(Assignment) Return the entries below precisely, omitting nothing.

Stored data:
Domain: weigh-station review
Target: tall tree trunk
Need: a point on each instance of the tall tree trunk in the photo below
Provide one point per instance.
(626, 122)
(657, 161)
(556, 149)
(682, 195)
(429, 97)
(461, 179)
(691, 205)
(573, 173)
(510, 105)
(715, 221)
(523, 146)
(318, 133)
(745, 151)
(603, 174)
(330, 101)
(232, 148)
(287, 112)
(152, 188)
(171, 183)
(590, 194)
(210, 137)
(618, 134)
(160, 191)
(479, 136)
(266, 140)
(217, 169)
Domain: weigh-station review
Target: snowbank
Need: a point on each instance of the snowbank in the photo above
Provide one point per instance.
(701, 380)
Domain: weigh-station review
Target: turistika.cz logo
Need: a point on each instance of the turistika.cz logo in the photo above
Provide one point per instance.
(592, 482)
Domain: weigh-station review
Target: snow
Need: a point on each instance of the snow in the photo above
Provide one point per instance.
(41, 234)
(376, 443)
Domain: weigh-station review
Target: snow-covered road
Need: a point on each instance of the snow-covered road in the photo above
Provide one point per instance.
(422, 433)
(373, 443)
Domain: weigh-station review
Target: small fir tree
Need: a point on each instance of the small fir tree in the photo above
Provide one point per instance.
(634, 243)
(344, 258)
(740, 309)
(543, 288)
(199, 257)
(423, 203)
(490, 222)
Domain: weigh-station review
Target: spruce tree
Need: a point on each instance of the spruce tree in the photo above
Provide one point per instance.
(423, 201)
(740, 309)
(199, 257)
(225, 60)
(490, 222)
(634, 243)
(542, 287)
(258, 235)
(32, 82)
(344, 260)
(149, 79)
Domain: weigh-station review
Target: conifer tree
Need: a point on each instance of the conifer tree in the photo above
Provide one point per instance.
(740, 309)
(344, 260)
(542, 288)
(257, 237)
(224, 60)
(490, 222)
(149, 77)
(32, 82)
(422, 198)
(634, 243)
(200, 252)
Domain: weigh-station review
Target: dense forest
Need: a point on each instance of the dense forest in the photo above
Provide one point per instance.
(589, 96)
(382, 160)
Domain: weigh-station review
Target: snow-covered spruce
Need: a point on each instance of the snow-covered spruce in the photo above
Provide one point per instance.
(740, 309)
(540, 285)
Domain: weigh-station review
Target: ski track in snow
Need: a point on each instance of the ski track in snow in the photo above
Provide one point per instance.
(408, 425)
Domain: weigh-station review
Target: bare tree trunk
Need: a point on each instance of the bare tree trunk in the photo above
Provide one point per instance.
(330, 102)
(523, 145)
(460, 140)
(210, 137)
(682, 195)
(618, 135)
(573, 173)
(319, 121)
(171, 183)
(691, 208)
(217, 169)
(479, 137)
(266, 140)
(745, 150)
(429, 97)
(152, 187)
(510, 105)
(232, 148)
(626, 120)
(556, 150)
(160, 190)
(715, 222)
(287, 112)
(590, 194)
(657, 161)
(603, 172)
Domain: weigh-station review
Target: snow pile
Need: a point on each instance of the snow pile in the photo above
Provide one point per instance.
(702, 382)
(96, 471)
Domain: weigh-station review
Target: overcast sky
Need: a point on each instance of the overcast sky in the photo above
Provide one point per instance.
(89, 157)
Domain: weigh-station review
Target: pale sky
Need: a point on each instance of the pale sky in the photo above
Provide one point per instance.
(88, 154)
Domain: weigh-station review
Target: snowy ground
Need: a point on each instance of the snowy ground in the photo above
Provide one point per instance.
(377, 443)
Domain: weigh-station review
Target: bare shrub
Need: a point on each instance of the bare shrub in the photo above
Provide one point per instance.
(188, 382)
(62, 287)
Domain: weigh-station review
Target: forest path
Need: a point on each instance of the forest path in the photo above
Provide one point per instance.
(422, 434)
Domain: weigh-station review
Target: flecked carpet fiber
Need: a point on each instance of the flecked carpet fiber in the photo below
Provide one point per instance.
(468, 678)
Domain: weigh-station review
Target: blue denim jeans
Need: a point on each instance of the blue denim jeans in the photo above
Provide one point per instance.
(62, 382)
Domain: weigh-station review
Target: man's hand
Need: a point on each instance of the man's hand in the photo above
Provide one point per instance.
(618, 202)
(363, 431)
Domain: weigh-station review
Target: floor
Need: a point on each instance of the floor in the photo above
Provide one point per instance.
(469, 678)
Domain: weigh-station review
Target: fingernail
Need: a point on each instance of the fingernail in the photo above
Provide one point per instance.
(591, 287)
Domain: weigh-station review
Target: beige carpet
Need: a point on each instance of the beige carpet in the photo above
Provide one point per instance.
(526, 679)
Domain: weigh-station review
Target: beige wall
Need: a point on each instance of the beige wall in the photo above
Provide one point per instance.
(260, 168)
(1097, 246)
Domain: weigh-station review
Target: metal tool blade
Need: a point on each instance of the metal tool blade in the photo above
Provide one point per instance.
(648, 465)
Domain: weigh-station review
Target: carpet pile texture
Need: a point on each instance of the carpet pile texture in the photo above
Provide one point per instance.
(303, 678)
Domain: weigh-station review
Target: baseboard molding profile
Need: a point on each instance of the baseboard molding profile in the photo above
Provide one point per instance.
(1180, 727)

(Answer box)
Domain: weigh-station review
Target: tall tree trunk
Need: a point on each instance of the tall tree trunk in the photo below
Provide one point per instance.
(626, 122)
(657, 161)
(556, 149)
(682, 195)
(429, 97)
(461, 179)
(691, 205)
(573, 173)
(510, 105)
(715, 221)
(523, 146)
(318, 133)
(745, 151)
(603, 174)
(330, 101)
(232, 148)
(287, 112)
(152, 188)
(171, 183)
(590, 194)
(210, 137)
(618, 134)
(160, 191)
(479, 136)
(266, 140)
(217, 169)
Domain: weigh-station review
Target: snowbank
Need: a point on each instance of the snowbank in the photo above
Provide one point per instance.
(701, 380)
Domain: weigh-station review
Target: turistika.cz logo
Need: a point on each instance of the turistika.cz logo in the photo above
Provide one point per instance.
(592, 482)
Domain: weigh-station review
Target: snow
Need: a point on each instance of the snow in the photo above
Provide one point per instance.
(41, 234)
(376, 443)
Domain: weigh-station review
Target: snow-covered road
Need: a point on each instance of the snow-covered road in the photo above
Provide one point per instance.
(422, 433)
(373, 443)
Domain: weigh-station review
Target: small fir tree
Need: a point on each instance of the small fir tree in the photo above
Provide one point per instance.
(634, 243)
(344, 258)
(740, 309)
(543, 288)
(199, 257)
(423, 203)
(490, 222)
Domain: weigh-station review
Target: spruce tree
Need: a point on each instance of the spruce tree in the photo above
Provide one point per instance.
(423, 201)
(740, 309)
(199, 257)
(225, 60)
(490, 222)
(634, 243)
(542, 287)
(258, 235)
(32, 82)
(344, 260)
(149, 79)
Domain: weigh-station review
Target: conifer tree
Need: a point on each instance of the conifer tree in the photo above
Provide one point per instance.
(740, 309)
(344, 260)
(542, 288)
(257, 237)
(224, 60)
(490, 222)
(149, 77)
(32, 82)
(422, 198)
(634, 243)
(200, 252)
Domain: weigh-station review
Target: dense forest
Need: a point on each instance of the dense forest in the photo above
Provide one point per instance.
(589, 96)
(382, 160)
Domain: weigh-station review
Target: snow-covered spruce
Need: a point on each instance of the snow-covered spruce in the photo above
Provide one point per instance.
(740, 309)
(540, 285)
Domain: weigh-station review
Target: ski track in snow
Need: a point on each instance of the ski track in snow in the photo above
Provide one point per instance.
(408, 425)
Domain: weigh-station review
Target: bare tree trunk
Need: a point on each instance of the bare tree trunk in the photo above
Provide one point per instance.
(330, 102)
(523, 145)
(460, 140)
(210, 137)
(682, 195)
(618, 135)
(573, 173)
(319, 121)
(171, 183)
(691, 208)
(217, 169)
(479, 137)
(266, 140)
(745, 150)
(429, 97)
(152, 187)
(510, 105)
(232, 148)
(626, 120)
(556, 150)
(160, 190)
(715, 222)
(287, 112)
(590, 194)
(657, 161)
(603, 172)
Domain: weigh-station review
Target: snow pile
Need: a point on each instance of the snow pile in the photo above
Provide one point per instance.
(702, 382)
(96, 471)
Domain: weigh-station review
Target: overcast sky
Need: a point on each instance of the overcast sky in the photo above
Provide one point per instance.
(89, 157)
Domain: weigh-station review
Target: pale sky
Need: a point on each instance of the pale sky in the photo above
Provide one point per instance.
(88, 154)
Domain: weigh-station review
Target: snowy ground
Need: a point on each instance of the snowy ground in the photo above
Provide one point per instance.
(377, 443)
Domain: weigh-station review
Target: bare shrub
Need: a point on each instance of the bare shrub in the photo above
Provide one point per instance.
(188, 382)
(62, 287)
Domain: weigh-station review
Target: forest path
Need: a point on each instance of the forest path in the photo above
Provide one point per instance.
(422, 434)
Domain: weigh-station review
Target: flecked carpet fiber
Need: a point on each instance of the flecked carpet fiber in the photo below
Provide one point per instance.
(468, 678)
Domain: weigh-station review
Target: blue denim jeans
Need: a point on each instance of the blue denim jeans in the photo above
Provide one point per instance.
(62, 382)
Domain: weigh-station review
Target: man's hand
Need: a point on each instance of the man's hand in the photo above
Provide one point per instance.
(618, 202)
(363, 431)
Domain: weigh-station review
Target: floor
Need: a point on each instance of the floor in the photo above
Provide one point per instance.
(469, 678)
Domain: weigh-station review
Target: fingernail
Need: a point on each instance of the fingernail in the photo above
Provide one point per instance.
(591, 287)
Domain: weigh-station review
Target: beige carpet
Need: a point on each instance of the beige carpet in the photo above
Provide one point per instance.
(526, 679)
Domain: weigh-station review
Target: beige wall
Need: a point on each instance of the beige wall in the photo above
Provide one point per instance.
(260, 168)
(1097, 246)
Domain: weigh-station review
Target: metal tool blade
Need: a point on each instance of the metal tool blade in the photo above
Provide one point per instance.
(648, 465)
Domain: weigh-station review
Target: carpet pile texture
Need: a point on each instance of the carpet pile texture in the photo above
Provide one point per instance.
(303, 678)
Domain: weigh-station review
Target: baseboard molding profile
Need: a point on each instance of the baseboard molding profile in the photo above
Provide one point per instance.
(1180, 727)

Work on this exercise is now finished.